[DATA SECTION]
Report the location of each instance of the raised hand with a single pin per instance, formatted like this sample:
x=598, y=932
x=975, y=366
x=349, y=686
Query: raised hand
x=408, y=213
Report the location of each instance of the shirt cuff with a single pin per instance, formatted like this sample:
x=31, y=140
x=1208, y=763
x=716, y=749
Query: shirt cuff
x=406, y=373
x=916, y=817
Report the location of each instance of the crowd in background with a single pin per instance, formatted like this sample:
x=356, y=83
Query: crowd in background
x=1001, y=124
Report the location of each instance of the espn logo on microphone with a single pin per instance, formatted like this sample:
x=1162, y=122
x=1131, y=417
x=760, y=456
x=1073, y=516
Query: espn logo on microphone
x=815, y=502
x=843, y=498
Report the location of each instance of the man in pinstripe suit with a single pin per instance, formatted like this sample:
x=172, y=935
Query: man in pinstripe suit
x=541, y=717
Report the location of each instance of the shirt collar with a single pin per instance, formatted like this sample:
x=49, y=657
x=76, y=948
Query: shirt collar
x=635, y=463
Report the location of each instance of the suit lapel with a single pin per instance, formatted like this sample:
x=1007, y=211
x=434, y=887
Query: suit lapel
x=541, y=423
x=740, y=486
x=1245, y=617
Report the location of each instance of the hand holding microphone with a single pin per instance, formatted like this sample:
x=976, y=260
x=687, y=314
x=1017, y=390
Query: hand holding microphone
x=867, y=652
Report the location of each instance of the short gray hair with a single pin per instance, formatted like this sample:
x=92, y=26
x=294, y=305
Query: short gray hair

[WORK TO DO] Rewrite the stretch of records from the line containing "Report the location of each instance of the crowd" through the line containing "x=1001, y=124", both included and requests kept, scaling every pin coordinate in the answers by 2.35 and rounding to whole numbers with halves going up. Leave the numbers in the requests and their format samples unchanged, and give only these lines.

[ANSWER]
Report the location of each instance of the crowd in background with a single pin per instance, formatted like this sample:
x=356, y=83
Query: crowd in background
x=2352, y=291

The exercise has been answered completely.